■ Work instruction 1: Summarize the piece on "Wicked Plants" in two sentences.
■ Work instruction 2: Write the next part of the piece on "Wicked Plants," starting after its last sentence.

■ Passage to read:
⁂

Friday, August 21, 2009

Dark Garden: The Weed That Killed Lincoln’s Mother and Other Botanical Atrocities



full article,

DARK GARDEN: Amy Stewart’s “Wicked Plants: The Weed That Killed Lincoln’s Mother and Other Botanical Atrocities” enters the hardcover advice and miscellaneous list at No. 8. Finally, a how-to book that actually teaches something useful! Want to discourage lingering weekend guests? Try spiking the salad dressing with castor oil, a power­ful laxative. (It worked for Mussolini’s thugs, who chased opponents down the street and force-fed them bottles of the stuff.) Need a gift for the chest-beating hot-pepper freak at work? Blair’s 16 Million Reserve, a pure capsaicin extract marketed as a pharmaceutical-grade hot sauce, retails for only $199 a milliliter.

⁂

■ Extracted information:
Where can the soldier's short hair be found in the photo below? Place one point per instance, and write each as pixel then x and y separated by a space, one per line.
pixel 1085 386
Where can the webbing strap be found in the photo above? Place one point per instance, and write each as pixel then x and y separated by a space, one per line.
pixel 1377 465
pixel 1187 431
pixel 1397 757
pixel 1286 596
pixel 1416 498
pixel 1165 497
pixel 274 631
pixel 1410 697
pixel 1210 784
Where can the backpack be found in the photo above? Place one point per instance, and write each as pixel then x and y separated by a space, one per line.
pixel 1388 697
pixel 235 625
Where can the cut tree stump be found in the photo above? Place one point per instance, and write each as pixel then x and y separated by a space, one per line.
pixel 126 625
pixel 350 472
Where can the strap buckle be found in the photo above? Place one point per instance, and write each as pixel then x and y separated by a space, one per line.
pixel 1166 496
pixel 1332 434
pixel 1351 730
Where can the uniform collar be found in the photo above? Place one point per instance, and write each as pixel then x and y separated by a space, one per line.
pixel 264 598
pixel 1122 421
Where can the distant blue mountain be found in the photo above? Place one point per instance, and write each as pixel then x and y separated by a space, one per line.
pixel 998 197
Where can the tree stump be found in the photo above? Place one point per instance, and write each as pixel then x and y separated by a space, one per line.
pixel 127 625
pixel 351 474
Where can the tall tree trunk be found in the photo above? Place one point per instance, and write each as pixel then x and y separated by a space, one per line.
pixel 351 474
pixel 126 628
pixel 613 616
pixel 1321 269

⁂

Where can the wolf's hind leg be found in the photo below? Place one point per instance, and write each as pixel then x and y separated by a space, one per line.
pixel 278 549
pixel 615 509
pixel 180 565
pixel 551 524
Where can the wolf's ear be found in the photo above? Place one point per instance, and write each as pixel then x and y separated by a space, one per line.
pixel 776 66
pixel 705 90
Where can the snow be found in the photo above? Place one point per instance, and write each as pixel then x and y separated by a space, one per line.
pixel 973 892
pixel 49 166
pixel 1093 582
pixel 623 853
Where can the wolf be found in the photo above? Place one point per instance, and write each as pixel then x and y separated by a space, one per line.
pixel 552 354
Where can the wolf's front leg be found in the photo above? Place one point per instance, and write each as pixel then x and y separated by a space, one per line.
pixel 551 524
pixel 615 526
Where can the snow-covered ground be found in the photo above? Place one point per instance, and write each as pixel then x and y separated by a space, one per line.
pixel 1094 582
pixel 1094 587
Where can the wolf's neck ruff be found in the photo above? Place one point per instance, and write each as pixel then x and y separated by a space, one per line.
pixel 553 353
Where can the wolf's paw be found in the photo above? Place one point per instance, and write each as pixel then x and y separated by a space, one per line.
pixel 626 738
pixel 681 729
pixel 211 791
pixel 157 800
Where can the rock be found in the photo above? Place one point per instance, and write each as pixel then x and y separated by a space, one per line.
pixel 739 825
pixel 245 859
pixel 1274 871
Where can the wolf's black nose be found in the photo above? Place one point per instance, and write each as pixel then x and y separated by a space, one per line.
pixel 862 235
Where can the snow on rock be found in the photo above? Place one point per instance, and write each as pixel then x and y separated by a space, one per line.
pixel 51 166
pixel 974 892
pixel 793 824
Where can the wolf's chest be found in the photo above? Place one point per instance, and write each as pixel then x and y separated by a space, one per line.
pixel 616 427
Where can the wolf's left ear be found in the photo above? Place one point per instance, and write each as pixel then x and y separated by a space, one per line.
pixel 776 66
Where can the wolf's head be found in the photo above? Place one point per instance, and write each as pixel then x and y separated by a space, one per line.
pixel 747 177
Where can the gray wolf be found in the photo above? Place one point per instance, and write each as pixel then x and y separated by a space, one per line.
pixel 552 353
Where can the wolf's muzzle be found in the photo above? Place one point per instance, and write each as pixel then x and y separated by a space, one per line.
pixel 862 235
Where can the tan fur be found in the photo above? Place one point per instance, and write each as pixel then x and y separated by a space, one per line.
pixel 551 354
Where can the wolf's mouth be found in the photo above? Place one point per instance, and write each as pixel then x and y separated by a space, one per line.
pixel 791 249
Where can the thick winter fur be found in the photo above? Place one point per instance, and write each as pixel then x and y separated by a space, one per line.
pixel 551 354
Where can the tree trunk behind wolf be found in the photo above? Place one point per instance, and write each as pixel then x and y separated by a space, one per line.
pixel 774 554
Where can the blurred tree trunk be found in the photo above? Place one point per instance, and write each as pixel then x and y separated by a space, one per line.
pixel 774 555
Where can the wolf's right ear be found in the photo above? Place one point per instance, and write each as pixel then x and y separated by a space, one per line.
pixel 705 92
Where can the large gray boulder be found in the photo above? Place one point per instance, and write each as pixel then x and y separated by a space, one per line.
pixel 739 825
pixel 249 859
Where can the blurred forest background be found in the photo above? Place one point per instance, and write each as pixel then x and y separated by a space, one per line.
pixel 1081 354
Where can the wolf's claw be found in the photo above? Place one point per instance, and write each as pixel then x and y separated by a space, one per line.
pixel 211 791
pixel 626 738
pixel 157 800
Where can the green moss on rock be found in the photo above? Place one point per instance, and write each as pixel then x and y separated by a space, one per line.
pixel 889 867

⁂

■ Response 1: Amy Stewart's "Wicked Plants: The Weed That Killed Lincoln's Mother and Other Botanical Atrocities" enters the hardcover advice and miscellaneous list at No. 8. The piece calls it a how-to book that teaches something useful, suggesting castor oil, a powerful laxative that Mussolini's thugs force-fed to opponents, for discouraging lingering weekend guests and Blair's 16 Million Reserve, a pure capsaicin extract that retails for $199 a milliliter, as a gift for a hot-pepper fan at work.

■ Response 2:
In a chapter called “Lawn of Death,” Stewart describes the David Lynch-like hazards lurking at the margins of the idyllic suburban veld, from Timothy grass (allergies) and Johnson grass (young shoots contain enough cyanide to kill a horse) to Pampas grass (“highly flammable and virtually impossible to kill”) and darnel, a ryegrass often infected with a fungus that if ingested can cause symptoms resembling ­drunkenness.

As for Lincoln’s mother, she died at age 34 of milk sickness, caused by drinking the milk of cows that had grazed on white snakeroot, a plant still found in the woods of Eastern North America.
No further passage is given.